과제 목표: 데이터의 첫 줄에서 시작해 "[139,140,210,220]"가 들어 있는 줄까지 요청을 포함한 모든 줄을 다시 쓰고, 답에 있는 상자 좌표의 숫자만 모두 -73만큼 조정하세요.

데이터 기록:

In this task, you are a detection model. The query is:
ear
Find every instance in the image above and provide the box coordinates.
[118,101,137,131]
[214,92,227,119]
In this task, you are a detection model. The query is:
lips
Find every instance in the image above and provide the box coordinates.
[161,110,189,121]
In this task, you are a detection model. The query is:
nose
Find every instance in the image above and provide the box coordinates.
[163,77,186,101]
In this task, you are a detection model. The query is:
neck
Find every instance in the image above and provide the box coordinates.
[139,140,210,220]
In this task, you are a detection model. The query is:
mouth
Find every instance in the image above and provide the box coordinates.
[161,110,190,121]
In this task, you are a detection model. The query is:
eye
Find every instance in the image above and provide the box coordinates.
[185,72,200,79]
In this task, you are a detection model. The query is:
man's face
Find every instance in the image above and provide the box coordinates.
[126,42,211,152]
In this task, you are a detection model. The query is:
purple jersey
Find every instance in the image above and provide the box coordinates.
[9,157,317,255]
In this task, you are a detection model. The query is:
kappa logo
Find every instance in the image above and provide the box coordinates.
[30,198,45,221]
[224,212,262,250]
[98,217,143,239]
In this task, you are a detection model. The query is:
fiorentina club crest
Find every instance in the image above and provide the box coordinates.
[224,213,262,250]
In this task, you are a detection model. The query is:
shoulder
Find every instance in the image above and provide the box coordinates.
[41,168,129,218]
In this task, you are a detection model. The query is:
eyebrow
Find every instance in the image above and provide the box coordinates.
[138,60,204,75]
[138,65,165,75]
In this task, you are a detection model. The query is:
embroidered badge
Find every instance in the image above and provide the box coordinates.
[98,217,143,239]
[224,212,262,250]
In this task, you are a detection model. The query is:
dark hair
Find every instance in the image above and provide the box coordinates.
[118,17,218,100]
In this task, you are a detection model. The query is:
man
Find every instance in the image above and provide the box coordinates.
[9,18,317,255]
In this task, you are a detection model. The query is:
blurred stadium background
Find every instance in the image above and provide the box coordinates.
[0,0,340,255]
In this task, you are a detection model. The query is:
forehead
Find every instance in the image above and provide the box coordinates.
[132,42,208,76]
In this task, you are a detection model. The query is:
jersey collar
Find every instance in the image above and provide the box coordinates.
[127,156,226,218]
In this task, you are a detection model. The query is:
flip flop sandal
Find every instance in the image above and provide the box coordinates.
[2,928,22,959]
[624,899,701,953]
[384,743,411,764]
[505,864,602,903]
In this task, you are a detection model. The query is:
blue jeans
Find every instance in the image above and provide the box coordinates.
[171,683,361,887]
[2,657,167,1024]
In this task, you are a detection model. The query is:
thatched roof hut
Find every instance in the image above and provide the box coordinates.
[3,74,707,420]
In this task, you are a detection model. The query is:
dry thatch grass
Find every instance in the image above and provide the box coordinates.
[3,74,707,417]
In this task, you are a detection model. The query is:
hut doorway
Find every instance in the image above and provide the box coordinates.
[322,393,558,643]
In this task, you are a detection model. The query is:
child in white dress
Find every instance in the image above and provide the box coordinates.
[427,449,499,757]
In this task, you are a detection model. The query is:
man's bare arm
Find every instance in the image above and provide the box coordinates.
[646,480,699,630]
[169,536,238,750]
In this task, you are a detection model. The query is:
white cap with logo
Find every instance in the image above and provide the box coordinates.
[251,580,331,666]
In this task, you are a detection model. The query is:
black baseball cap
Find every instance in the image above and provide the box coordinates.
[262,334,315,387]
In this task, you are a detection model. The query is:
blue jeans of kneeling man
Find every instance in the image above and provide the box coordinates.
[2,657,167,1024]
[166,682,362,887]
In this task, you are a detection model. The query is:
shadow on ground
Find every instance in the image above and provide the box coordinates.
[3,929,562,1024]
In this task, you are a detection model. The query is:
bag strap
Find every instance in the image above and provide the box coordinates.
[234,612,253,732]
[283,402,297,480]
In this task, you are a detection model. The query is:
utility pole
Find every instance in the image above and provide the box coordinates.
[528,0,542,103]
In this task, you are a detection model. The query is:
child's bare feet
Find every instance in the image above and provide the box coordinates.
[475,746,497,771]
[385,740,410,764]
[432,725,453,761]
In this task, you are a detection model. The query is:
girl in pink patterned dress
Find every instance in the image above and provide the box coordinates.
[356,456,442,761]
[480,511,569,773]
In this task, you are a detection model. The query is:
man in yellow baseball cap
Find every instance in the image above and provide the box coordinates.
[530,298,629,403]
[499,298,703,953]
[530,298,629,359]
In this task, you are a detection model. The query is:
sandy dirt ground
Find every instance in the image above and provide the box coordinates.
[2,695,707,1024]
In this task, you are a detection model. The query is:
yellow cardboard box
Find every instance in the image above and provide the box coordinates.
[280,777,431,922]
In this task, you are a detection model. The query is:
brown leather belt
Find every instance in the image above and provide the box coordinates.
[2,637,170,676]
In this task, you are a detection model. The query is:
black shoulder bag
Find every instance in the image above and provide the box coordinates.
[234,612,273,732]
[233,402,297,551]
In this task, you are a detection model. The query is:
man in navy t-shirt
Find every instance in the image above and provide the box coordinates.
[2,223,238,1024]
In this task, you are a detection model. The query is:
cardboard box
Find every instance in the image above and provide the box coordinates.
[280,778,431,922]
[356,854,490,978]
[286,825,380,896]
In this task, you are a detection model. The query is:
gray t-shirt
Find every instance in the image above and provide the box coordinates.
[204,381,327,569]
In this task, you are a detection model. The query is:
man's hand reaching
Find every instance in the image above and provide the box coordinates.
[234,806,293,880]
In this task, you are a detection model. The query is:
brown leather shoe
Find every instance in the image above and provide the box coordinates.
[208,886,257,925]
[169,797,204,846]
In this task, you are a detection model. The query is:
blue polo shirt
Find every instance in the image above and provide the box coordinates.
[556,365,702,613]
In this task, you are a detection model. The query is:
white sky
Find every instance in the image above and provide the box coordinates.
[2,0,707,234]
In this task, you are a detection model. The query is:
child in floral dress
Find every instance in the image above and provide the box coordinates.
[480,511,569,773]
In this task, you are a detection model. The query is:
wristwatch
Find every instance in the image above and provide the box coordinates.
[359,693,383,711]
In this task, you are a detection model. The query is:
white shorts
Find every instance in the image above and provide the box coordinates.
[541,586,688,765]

문제 풀이:
In this task, you are a detection model. The query is:
ear
Find every instance in the image above and provide the box coordinates.
[45,28,64,58]
[141,19,154,46]
In this task, you are a detection model. The query is:
lips
Find every instance in the image above and provide the box coordinates.
[88,37,116,48]
In this task, you are a detection model. The query is:
nose
Find every instance in the image above and provide the box coordinates.
[90,4,113,28]
In this task, you are a detection model. The query is:
neck
Find every instance in the image above and provide the box coordinates.
[66,67,137,147]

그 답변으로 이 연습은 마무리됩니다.